**Passage to read**

Details Emerge In Amy Winehouse Death, Coroner Says It Was Alcohol Poisoning

26
Oct

The results of Amy Winehouse’s death were revealed today, as reports confirm that the Grammy winner died from alcohol poisoning, according to a London coroner.

Coroner Suzanne Greenaway tells the Associated Press the verdict has been ruled “death by misadventure” since Winehouse voluntarily consumed alcohol and took on the consequences of her actions.

A pathologist’s report found that Winehouse had consumed a “very large quantity of alcohol,” that was more than five times the legal limit when she died. The singer’s body was discovered at her North London home on July 23rd. Winehouse was 27 when she passed.

Greenway explained her report at St. Pancras Coronor’s Court in London saying:

“She had consumed sufficient alcohol at 416 mg per decilitre of blood and the unintended consequences of such potentially fatal levels was her sudden and unexpected death.”

In London, the British legal limit for driving under the influence of alcohol is 80mg. Adding to quantity of liquor consumed, Winehouse’s weight loss, tiny frame and bronchial problems are also likely to have increased her exposure to the effects of alcohol on her system.

In an earlier toxicology report published in August, results showed that there were no illegal drugs in her system, despite press reports claiming she had been out the night before her death buying drugs in North London.

As reported by the inquest, the live-in security guard Andrew Morris had checked on the star on the morning of the July 23rd and thought she was in bed sleeping. He then called the emergency services when he checked on her five hours later and found she had not moved. Empty vodka bottles were found at the scene which are speculated to have belonged to Ms. Winehouse.

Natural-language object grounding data

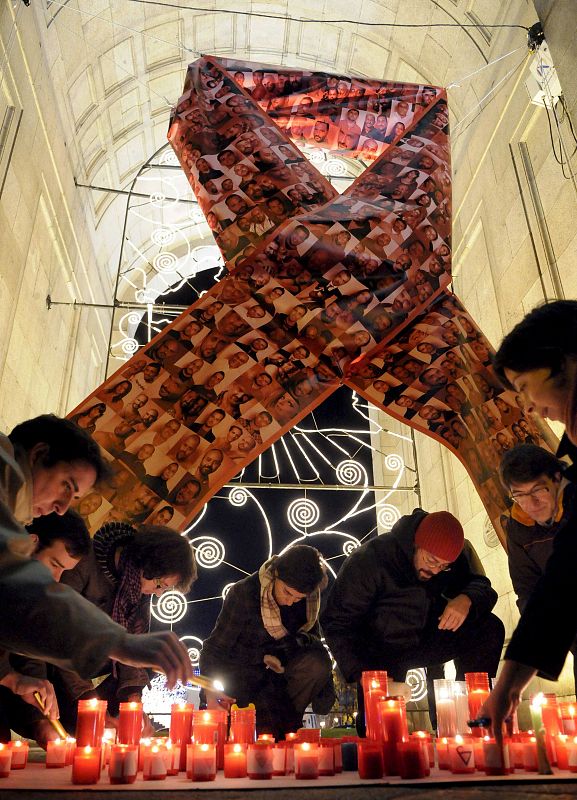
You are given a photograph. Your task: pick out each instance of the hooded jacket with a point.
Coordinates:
(377, 598)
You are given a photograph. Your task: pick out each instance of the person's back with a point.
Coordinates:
(542, 500)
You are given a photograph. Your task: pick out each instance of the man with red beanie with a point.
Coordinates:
(410, 598)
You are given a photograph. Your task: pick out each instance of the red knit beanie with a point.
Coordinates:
(441, 534)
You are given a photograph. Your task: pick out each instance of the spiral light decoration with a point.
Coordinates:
(349, 546)
(237, 496)
(194, 645)
(165, 262)
(387, 515)
(417, 680)
(209, 551)
(394, 462)
(170, 607)
(351, 473)
(303, 513)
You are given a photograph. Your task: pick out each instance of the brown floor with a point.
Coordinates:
(485, 791)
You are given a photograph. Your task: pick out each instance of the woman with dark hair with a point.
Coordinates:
(538, 359)
(266, 643)
(125, 567)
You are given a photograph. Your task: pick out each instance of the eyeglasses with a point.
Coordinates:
(160, 585)
(537, 493)
(432, 563)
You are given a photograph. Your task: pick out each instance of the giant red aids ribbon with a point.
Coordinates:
(322, 289)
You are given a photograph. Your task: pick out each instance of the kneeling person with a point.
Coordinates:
(266, 645)
(409, 599)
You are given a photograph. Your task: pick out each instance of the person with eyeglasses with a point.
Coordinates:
(126, 565)
(538, 360)
(266, 644)
(410, 598)
(542, 499)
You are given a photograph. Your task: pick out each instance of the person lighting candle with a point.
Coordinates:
(411, 599)
(538, 360)
(266, 644)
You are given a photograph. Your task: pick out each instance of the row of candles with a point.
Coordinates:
(198, 743)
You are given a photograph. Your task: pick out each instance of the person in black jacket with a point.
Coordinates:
(538, 360)
(266, 646)
(542, 501)
(408, 599)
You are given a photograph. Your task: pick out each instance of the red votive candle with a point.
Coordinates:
(90, 722)
(568, 718)
(86, 765)
(203, 762)
(279, 752)
(123, 763)
(181, 728)
(370, 759)
(560, 743)
(259, 760)
(461, 755)
(306, 760)
(443, 753)
(375, 688)
(427, 741)
(413, 759)
(19, 753)
(572, 754)
(394, 729)
(153, 764)
(220, 717)
(235, 760)
(242, 724)
(477, 692)
(5, 760)
(56, 753)
(204, 730)
(129, 723)
(496, 757)
(326, 757)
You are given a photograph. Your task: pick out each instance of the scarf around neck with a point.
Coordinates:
(270, 609)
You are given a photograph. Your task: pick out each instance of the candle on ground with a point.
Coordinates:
(153, 764)
(259, 760)
(306, 761)
(90, 722)
(326, 757)
(413, 759)
(86, 765)
(56, 753)
(19, 753)
(203, 757)
(181, 728)
(235, 760)
(568, 718)
(461, 755)
(123, 763)
(536, 709)
(129, 723)
(572, 754)
(5, 760)
(496, 758)
(279, 758)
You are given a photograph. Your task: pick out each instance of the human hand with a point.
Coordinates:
(25, 687)
(148, 728)
(43, 733)
(455, 613)
(216, 700)
(272, 662)
(162, 651)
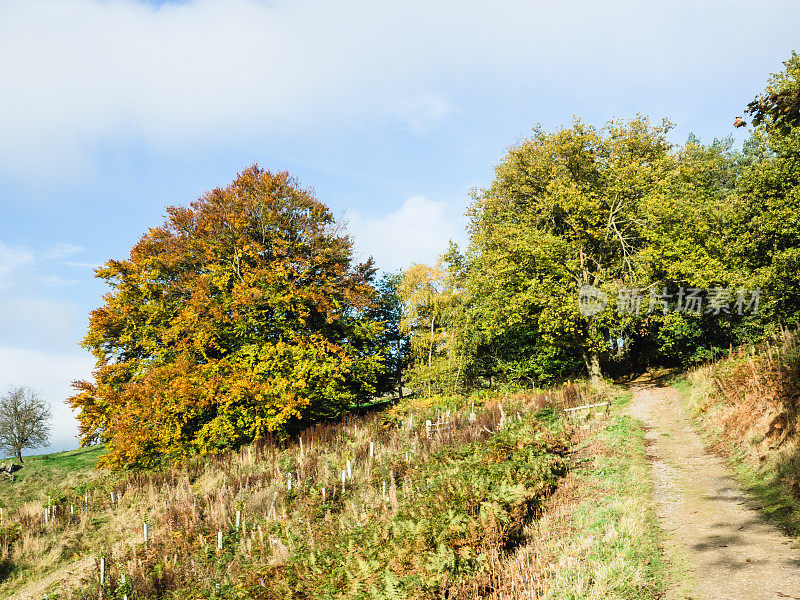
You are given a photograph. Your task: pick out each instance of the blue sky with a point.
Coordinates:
(111, 110)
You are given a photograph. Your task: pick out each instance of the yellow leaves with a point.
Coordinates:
(231, 319)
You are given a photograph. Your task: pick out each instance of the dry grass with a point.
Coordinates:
(597, 537)
(750, 405)
(277, 487)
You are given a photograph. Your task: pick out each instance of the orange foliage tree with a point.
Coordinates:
(240, 315)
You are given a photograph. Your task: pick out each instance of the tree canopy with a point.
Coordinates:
(24, 420)
(241, 314)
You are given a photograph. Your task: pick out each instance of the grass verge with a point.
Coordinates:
(598, 536)
(766, 472)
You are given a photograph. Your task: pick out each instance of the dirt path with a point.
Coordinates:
(731, 553)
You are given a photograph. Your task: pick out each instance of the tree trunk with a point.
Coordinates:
(592, 361)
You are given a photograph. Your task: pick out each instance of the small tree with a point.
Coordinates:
(24, 420)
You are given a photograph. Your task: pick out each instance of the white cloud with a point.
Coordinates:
(61, 251)
(50, 374)
(418, 232)
(78, 74)
(39, 322)
(422, 112)
(11, 259)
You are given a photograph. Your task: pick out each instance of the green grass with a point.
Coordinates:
(762, 479)
(613, 549)
(50, 474)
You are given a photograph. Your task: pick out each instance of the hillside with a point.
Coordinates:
(377, 506)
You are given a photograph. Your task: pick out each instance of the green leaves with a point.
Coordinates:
(240, 315)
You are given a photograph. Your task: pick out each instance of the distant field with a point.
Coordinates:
(50, 474)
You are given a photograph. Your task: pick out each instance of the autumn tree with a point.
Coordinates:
(436, 321)
(24, 421)
(392, 342)
(242, 314)
(763, 228)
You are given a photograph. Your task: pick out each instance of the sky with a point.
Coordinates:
(111, 110)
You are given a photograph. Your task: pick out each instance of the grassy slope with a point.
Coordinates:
(455, 517)
(598, 537)
(765, 472)
(49, 474)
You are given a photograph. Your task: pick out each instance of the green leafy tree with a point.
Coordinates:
(566, 209)
(240, 315)
(393, 343)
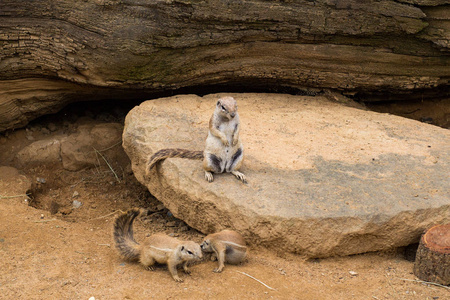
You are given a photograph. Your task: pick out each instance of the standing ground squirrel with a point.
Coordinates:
(158, 248)
(223, 148)
(227, 245)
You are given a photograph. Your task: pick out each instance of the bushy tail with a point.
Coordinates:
(123, 235)
(175, 152)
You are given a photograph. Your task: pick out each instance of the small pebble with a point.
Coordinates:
(41, 180)
(52, 127)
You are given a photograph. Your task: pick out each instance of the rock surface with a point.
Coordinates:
(87, 147)
(13, 185)
(57, 52)
(324, 179)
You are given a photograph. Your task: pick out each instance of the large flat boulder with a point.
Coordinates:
(323, 178)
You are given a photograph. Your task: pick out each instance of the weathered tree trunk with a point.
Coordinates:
(54, 52)
(433, 256)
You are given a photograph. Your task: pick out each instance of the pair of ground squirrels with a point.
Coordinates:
(223, 147)
(158, 248)
(227, 246)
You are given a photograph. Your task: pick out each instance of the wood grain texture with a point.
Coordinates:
(370, 47)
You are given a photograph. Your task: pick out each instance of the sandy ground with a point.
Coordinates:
(70, 254)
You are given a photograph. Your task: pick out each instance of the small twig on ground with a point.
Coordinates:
(15, 196)
(389, 281)
(45, 221)
(257, 280)
(427, 282)
(107, 215)
(118, 143)
(112, 170)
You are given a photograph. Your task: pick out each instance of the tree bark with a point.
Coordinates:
(433, 256)
(91, 49)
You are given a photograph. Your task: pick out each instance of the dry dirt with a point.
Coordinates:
(50, 250)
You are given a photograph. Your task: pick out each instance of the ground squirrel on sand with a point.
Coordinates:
(227, 245)
(158, 248)
(223, 150)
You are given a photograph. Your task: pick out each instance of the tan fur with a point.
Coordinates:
(227, 245)
(158, 248)
(223, 148)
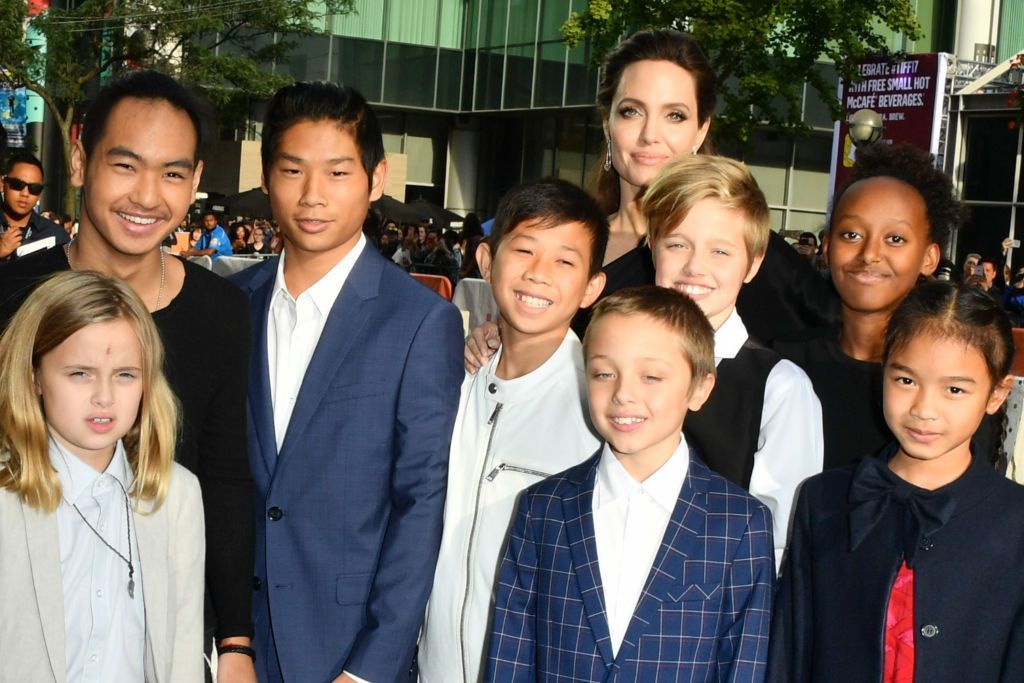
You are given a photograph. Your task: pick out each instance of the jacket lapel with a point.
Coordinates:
(683, 540)
(44, 556)
(344, 324)
(151, 531)
(579, 509)
(259, 370)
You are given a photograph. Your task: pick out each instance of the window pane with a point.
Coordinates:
(519, 77)
(550, 75)
(358, 63)
(409, 76)
(991, 156)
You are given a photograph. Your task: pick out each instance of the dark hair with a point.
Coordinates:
(23, 157)
(144, 85)
(323, 101)
(552, 202)
(655, 45)
(960, 312)
(916, 168)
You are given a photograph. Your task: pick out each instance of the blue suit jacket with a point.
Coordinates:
(705, 611)
(348, 513)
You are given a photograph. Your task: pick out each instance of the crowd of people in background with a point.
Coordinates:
(684, 449)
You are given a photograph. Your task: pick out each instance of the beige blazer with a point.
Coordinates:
(171, 548)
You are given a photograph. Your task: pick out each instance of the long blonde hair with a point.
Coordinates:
(55, 310)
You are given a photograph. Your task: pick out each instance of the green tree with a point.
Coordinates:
(762, 50)
(224, 46)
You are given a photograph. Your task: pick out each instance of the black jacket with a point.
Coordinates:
(969, 598)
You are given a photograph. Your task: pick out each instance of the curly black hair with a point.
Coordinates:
(916, 168)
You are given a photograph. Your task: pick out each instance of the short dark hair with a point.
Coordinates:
(144, 85)
(915, 167)
(323, 101)
(552, 202)
(23, 157)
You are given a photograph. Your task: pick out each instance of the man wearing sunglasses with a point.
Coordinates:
(23, 231)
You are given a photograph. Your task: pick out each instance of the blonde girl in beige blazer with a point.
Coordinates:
(86, 413)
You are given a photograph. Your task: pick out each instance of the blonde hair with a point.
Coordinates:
(55, 310)
(672, 308)
(685, 180)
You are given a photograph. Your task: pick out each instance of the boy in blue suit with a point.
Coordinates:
(352, 393)
(639, 564)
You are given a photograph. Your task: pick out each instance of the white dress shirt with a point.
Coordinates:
(630, 518)
(791, 445)
(293, 330)
(104, 628)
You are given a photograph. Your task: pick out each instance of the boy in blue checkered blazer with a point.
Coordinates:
(639, 564)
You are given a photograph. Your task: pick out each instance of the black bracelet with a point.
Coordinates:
(241, 649)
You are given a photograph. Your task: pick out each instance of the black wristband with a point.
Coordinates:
(241, 649)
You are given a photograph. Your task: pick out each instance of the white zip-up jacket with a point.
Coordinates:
(508, 434)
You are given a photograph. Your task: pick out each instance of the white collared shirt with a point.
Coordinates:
(104, 628)
(293, 330)
(630, 518)
(791, 444)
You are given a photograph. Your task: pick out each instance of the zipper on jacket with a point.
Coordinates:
(506, 467)
(493, 421)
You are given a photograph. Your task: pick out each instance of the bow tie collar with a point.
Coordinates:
(876, 489)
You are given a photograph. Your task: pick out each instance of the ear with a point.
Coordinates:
(377, 180)
(755, 266)
(702, 133)
(699, 390)
(999, 394)
(931, 262)
(78, 164)
(484, 259)
(594, 289)
(197, 176)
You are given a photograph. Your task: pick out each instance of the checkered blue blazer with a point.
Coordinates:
(704, 614)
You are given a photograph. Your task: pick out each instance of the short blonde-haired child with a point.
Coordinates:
(101, 531)
(709, 226)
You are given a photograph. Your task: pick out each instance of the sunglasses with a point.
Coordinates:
(17, 185)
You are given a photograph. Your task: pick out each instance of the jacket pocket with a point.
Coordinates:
(351, 589)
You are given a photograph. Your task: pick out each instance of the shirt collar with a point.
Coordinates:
(730, 337)
(77, 477)
(613, 482)
(325, 291)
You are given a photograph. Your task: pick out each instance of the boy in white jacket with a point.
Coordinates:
(522, 416)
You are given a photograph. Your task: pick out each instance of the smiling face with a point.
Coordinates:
(936, 391)
(91, 386)
(140, 178)
(318, 189)
(640, 386)
(880, 245)
(653, 118)
(18, 203)
(541, 276)
(706, 258)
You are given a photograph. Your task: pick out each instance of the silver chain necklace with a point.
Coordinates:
(126, 560)
(163, 272)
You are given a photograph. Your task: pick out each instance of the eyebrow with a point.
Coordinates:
(300, 160)
(681, 105)
(948, 378)
(134, 156)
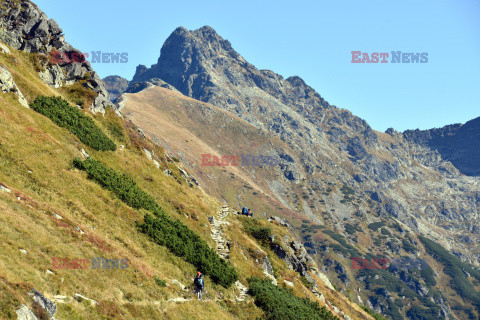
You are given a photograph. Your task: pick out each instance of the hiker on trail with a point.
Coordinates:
(199, 283)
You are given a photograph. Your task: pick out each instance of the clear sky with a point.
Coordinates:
(314, 40)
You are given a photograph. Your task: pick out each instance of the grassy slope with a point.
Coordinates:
(36, 164)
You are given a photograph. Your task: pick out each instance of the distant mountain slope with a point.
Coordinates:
(370, 191)
(115, 86)
(458, 143)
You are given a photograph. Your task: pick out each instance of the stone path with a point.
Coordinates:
(217, 224)
(223, 248)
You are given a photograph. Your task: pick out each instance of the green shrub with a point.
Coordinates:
(66, 116)
(375, 225)
(456, 269)
(343, 246)
(160, 282)
(176, 236)
(281, 304)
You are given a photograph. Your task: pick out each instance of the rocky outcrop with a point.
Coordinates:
(25, 314)
(8, 85)
(115, 85)
(45, 303)
(328, 146)
(25, 27)
(217, 225)
(457, 143)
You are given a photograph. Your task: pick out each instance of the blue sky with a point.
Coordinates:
(314, 40)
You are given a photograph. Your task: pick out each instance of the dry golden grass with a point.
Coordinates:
(36, 164)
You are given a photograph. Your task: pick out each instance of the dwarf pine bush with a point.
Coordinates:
(282, 304)
(176, 236)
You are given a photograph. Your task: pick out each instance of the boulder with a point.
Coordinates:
(25, 314)
(45, 303)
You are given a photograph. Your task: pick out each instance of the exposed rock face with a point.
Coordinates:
(405, 180)
(458, 143)
(25, 27)
(45, 303)
(115, 86)
(8, 85)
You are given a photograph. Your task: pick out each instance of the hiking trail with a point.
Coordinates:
(217, 223)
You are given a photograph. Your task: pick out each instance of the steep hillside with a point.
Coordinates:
(458, 143)
(362, 193)
(115, 85)
(79, 226)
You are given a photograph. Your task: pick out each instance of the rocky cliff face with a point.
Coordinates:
(413, 183)
(457, 143)
(25, 27)
(337, 171)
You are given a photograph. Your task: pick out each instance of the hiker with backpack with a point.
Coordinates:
(199, 283)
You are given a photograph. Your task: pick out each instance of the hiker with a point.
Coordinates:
(199, 283)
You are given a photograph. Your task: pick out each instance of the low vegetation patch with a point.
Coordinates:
(456, 269)
(176, 236)
(66, 116)
(282, 304)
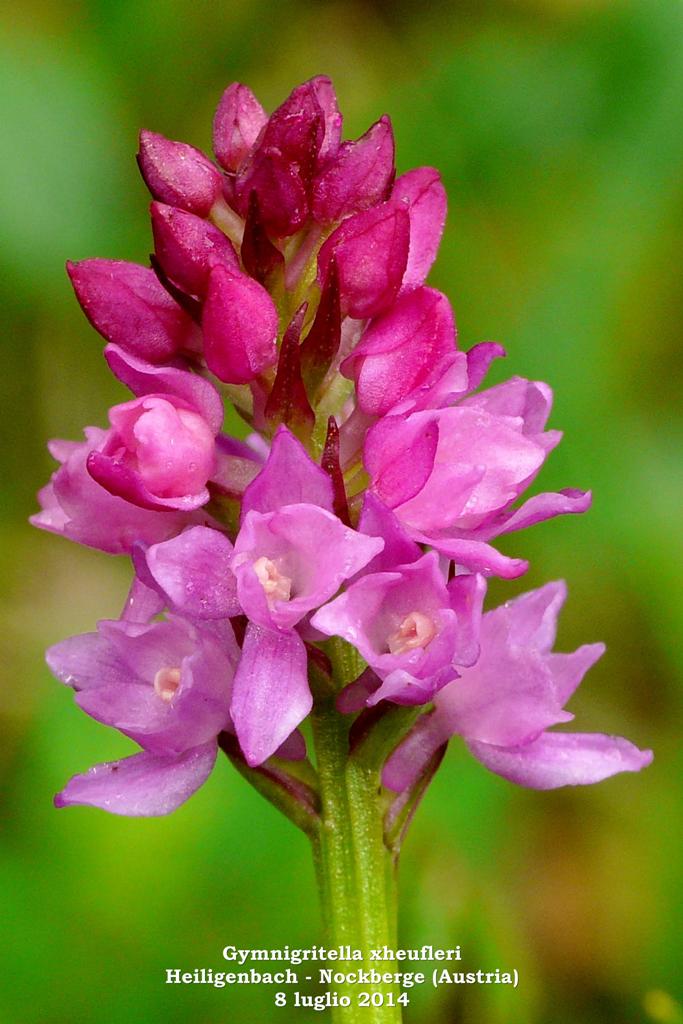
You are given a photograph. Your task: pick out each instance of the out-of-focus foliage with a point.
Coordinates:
(557, 126)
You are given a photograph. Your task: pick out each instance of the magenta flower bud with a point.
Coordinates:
(237, 124)
(159, 454)
(187, 247)
(178, 174)
(371, 252)
(75, 506)
(280, 169)
(401, 350)
(423, 195)
(357, 177)
(128, 306)
(332, 119)
(240, 324)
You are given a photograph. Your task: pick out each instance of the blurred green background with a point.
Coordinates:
(557, 127)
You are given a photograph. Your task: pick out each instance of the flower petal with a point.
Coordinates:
(270, 694)
(142, 785)
(194, 571)
(557, 759)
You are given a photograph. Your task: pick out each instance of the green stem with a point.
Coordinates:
(355, 869)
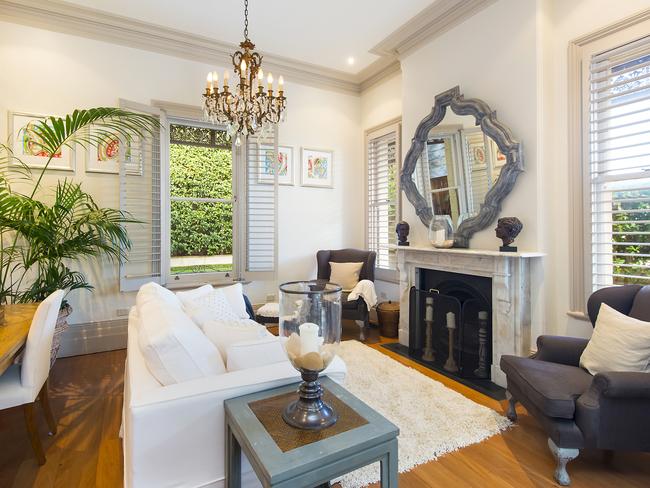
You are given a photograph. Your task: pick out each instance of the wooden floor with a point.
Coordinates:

**Activities**
1. Retype the stretch of the article on Amy Winehouse's death from "Details Emerge In" through "of her actions.".
2. According to the article on Amy Winehouse's death, what verdict did the coroner rule?

**Solved problems**
1.
Details Emerge In Amy Winehouse Death, Coroner Says It Was Alcohol Poisoning

26
Oct

The results of Amy Winehouse’s death were revealed today, as reports confirm that the Grammy winner died from alcohol poisoning, according to a London coroner.

Coroner Suzanne Greenaway tells the Associated Press the verdict has been ruled “death by misadventure” since Winehouse voluntarily consumed alcohol and took on the consequences of her actions.

2. Death by misadventure.